Requirement.
Rewrite every one of the records below, changing "sandy soil" to "sandy earth" and leaving all else the same. Omit the pictures from your version.

Dataset records.
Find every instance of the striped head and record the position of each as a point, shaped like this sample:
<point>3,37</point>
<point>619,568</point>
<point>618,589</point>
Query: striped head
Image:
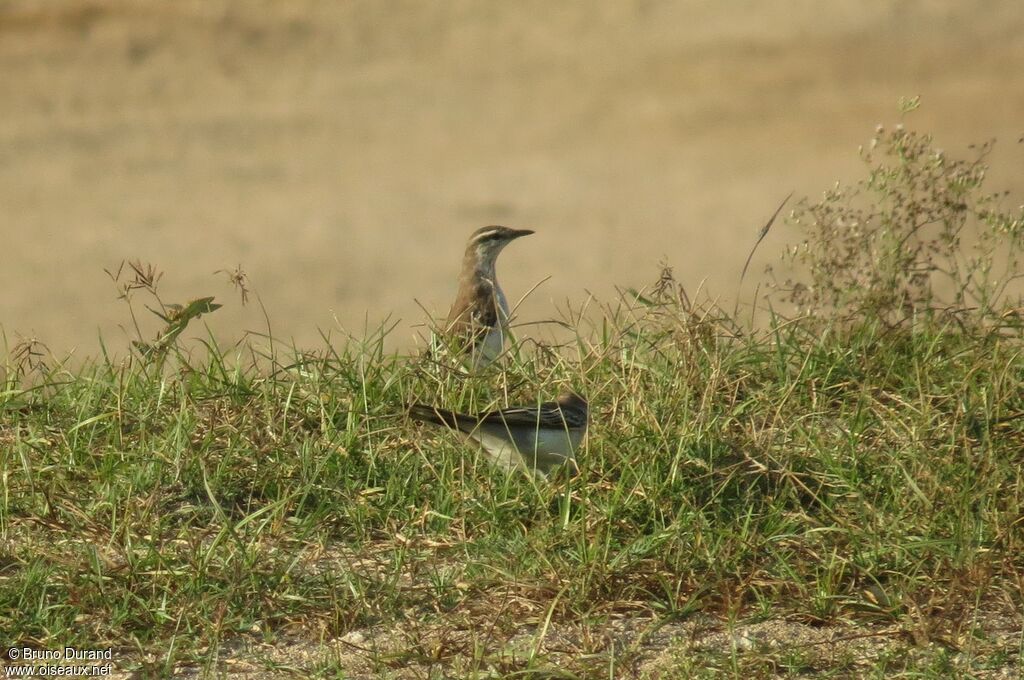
<point>487,242</point>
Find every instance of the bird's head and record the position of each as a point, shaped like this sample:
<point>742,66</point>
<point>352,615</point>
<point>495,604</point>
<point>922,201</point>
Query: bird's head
<point>487,242</point>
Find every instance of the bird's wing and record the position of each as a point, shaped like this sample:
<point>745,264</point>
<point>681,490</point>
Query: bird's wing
<point>453,419</point>
<point>548,415</point>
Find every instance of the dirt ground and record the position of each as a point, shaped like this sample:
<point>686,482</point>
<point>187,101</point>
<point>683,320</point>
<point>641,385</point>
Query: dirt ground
<point>341,152</point>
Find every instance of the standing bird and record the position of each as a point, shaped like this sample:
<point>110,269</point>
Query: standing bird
<point>537,438</point>
<point>478,319</point>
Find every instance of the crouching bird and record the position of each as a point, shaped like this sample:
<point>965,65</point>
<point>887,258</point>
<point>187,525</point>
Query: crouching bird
<point>537,438</point>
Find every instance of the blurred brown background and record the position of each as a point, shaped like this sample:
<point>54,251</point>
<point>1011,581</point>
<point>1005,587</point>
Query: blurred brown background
<point>341,152</point>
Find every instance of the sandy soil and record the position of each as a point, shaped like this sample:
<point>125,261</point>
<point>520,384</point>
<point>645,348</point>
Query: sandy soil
<point>341,152</point>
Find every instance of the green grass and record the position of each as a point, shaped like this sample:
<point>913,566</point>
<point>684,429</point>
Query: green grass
<point>775,474</point>
<point>855,469</point>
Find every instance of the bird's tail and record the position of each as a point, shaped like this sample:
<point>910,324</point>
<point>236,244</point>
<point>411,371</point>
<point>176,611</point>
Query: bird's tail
<point>437,416</point>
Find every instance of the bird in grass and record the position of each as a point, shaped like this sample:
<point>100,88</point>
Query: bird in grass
<point>538,438</point>
<point>478,319</point>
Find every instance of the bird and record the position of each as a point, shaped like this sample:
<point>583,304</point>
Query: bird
<point>537,438</point>
<point>479,315</point>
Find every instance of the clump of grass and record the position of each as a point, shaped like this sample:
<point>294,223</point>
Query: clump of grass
<point>919,236</point>
<point>833,469</point>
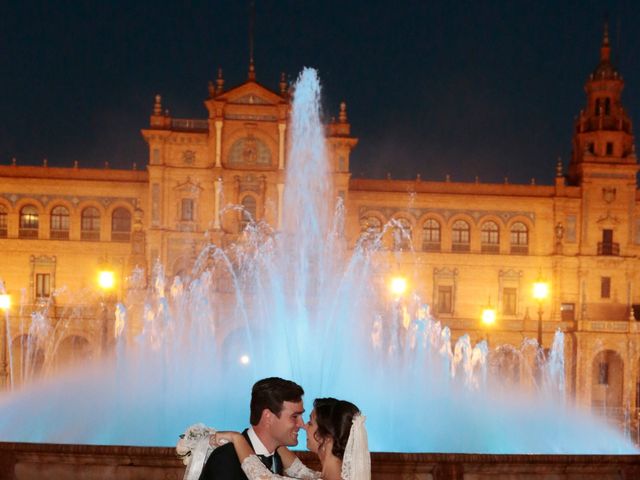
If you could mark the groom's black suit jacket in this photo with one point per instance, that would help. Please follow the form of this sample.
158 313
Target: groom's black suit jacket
223 463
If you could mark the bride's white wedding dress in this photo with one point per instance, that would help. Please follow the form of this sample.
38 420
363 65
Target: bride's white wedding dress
254 469
194 448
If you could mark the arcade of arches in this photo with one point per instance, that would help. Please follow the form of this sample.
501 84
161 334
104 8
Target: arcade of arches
458 243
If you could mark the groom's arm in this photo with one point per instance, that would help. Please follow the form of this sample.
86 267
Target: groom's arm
223 464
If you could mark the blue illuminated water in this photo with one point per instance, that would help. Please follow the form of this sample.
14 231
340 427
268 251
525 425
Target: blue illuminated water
299 304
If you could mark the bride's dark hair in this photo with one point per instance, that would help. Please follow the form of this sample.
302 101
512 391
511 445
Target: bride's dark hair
334 418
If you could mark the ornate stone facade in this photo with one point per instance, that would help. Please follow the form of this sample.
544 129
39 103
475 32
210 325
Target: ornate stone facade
462 245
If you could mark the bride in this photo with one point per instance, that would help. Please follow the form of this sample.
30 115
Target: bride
335 432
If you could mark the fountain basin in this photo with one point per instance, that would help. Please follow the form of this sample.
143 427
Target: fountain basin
44 461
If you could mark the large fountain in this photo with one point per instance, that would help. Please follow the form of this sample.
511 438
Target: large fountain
301 304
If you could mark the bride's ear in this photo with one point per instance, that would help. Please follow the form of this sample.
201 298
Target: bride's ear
266 416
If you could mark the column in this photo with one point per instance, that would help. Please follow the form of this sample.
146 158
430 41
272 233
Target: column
218 124
280 203
282 127
216 208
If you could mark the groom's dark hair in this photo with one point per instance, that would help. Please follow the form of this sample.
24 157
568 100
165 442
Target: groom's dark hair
271 393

The reply.
Find every instance of the striped head and record the position of each as a point, shaped like this sample:
<point>3,37</point>
<point>619,568</point>
<point>618,589</point>
Query: striped head
Image:
<point>487,242</point>
Find every instance of the bird's head and record the position of each as a point, shaped like this sample:
<point>742,66</point>
<point>352,615</point>
<point>495,604</point>
<point>922,201</point>
Query: bird's head
<point>487,242</point>
Find every instance of the bird's wing and record the position of each as a point, shaped like this sample:
<point>745,264</point>
<point>681,490</point>
Query: bird's wing
<point>453,419</point>
<point>548,415</point>
Find every instance of the dirt ground and record the position of each as a point, shaped like this sample:
<point>686,482</point>
<point>187,101</point>
<point>683,320</point>
<point>641,385</point>
Query: dirt ground
<point>341,152</point>
Find every instance of the standing bird and record the position of each as a point, shaped like this sample:
<point>110,269</point>
Query: standing bird
<point>537,438</point>
<point>478,319</point>
Find every instance of the crouching bird and record the position of each as a point, shaped like this sample:
<point>965,65</point>
<point>887,258</point>
<point>187,525</point>
Query: crouching bird
<point>537,438</point>
Find every instance of the blurred brown background and record the position of each as a point, shaped like this sample:
<point>54,251</point>
<point>1011,581</point>
<point>1005,587</point>
Query: blurred brown background
<point>341,152</point>
Find every instance of the sandy earth and record the position of each as a point, shaped like this sample:
<point>125,261</point>
<point>520,384</point>
<point>645,348</point>
Query: sandy earth
<point>341,152</point>
Find every instance of the green grass and record the position of each as a point, shaped like this sample:
<point>913,566</point>
<point>684,429</point>
Query: green grass
<point>775,474</point>
<point>855,469</point>
Find every instance of the bird's tail and record the position of each as a point, shaped like this sample:
<point>910,324</point>
<point>236,244</point>
<point>411,371</point>
<point>176,611</point>
Query: bird's tail
<point>437,416</point>
Find every instance of the bird in grass and record the position of each as a point, shaped like this sample:
<point>100,88</point>
Query: bird in grass
<point>538,438</point>
<point>478,319</point>
Find every instance of the bird and record the position of each as a point, shaped like this sample:
<point>583,304</point>
Query: bird
<point>537,438</point>
<point>479,315</point>
Find every instance of the clump of grass and record the position of each as a point, shaped like this sample:
<point>294,223</point>
Query: clump of grass
<point>919,236</point>
<point>833,469</point>
If you could mark the groom's black suit jacket in this photo with one point per instance, that would help. Please follow the form of this sample.
158 313
Target: groom's black suit jacket
223 463
If you could mark the bride's white wedding dress in this photo with one point per instance, that would help. Please follow the form of this sample.
38 420
363 65
Target: bride's white wedding dress
254 469
194 448
If you could mark the arcade of arches in this photo with one point per instance, that would help. Please follow the form of this sample.
501 84
161 334
104 8
Target: arcade of arches
458 243
If you could mark the groom's arm in this photo with one point per instance, that would help. Please follow the form of this sample.
86 267
Target: groom's arm
223 464
If you could mark the blue illuminated water in this photo with one point per instance, that would help. Please follow the form of this sample.
14 231
340 427
268 251
525 425
Target: blue illuminated water
299 304
If you could mark the bride's dark hair in this photo with one point per instance, that would help. Please follow the form of this sample.
302 101
512 391
511 445
Target: bride's dark hair
334 418
If you could mark the ornate stone facade in this photo with one point per instance, that would help. Please follow the form of this sample.
544 129
39 103
475 32
210 325
Target: ornate stone facade
462 245
If you could mark the bride in this photo with one point per instance, that would help. Please follow the form of this sample.
30 115
Target: bride
335 432
If you could mark the fountain basin in this photo with one point per instance, that would help. Please follow the form of this sample.
143 427
Target: fountain basin
44 461
If you could mark the large fountain in this photo with one point per instance, that would help. Please follow the form of this sample.
511 438
Target: large fountain
301 304
If you could mark the bride's ear in this photo with one point per instance, that would help. Please follow the form of this sample.
201 298
Target: bride's ear
266 416
If you could mark the column in this photo with one point per instance, that would help. Please follow the form of this sample.
146 158
430 41
272 233
Target: column
218 124
280 203
282 127
216 208
If you could mark the groom's dark hair in this photo with one point per instance, that would help. Please follow the form of this sample.
24 157
568 100
165 442
Target: groom's dark hair
271 393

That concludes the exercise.